● **INSTRUCTIONS TO FOLLOW**:
Retype the records in full, and please keep the pictures out of the copy.

### RECORDS

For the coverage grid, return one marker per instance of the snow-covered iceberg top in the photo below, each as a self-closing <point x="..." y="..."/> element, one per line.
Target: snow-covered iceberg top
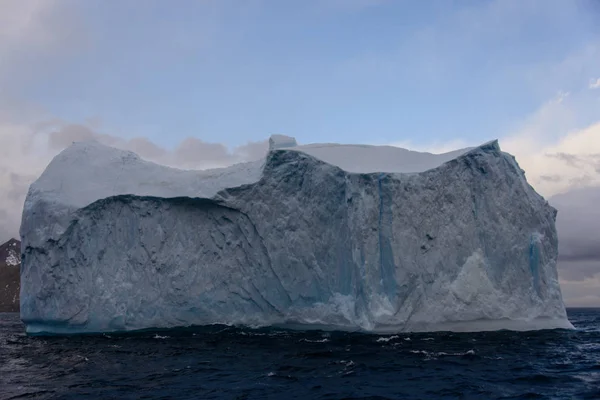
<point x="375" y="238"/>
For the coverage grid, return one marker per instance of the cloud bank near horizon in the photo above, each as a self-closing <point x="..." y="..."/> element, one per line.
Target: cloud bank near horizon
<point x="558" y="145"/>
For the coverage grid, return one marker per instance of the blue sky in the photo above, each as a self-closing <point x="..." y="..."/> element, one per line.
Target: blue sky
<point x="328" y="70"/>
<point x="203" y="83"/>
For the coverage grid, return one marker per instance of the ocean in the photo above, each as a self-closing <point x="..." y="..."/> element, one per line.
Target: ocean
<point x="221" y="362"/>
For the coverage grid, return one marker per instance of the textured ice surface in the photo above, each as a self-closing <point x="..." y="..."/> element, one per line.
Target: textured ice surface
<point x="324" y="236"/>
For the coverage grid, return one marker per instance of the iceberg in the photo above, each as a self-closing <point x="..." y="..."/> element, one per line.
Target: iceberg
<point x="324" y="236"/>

######

● **RESULT OF THIS TASK**:
For the coverage grid, return one marker per instance of the snow-covered iceberg top in the photo below, each as a self-closing <point x="..." y="..."/> element, one per line.
Target: snow-covered iceberg top
<point x="375" y="238"/>
For the coverage grid, return one marker per instance of the cloud bank near horizon in the photo above, each as a self-closing <point x="..." y="..."/> element, one per line.
Target: cloud bank near horizon
<point x="558" y="145"/>
For the coverage grid, return one marker per instance of the blue sky in the photo above, each as a self-closing <point x="..." y="..."/> element, one per line.
Target: blue sky
<point x="328" y="70"/>
<point x="203" y="83"/>
For the coverage grid, return one marker per instance of the ocean in the photo above, each as a self-closing <point x="..." y="..."/> element, one per line.
Target: ocean
<point x="221" y="362"/>
For the coverage grid, return one marker per instance of the textured ice surface in the photo above, each as a self-closing <point x="..." y="..."/> element, one per line.
Target: textured ice surface
<point x="324" y="236"/>
For the coverage grid, return one marker per instance of the iceberg in the photo above, each as a self-closing <point x="..." y="..."/> element, one per line.
Target: iceberg
<point x="324" y="236"/>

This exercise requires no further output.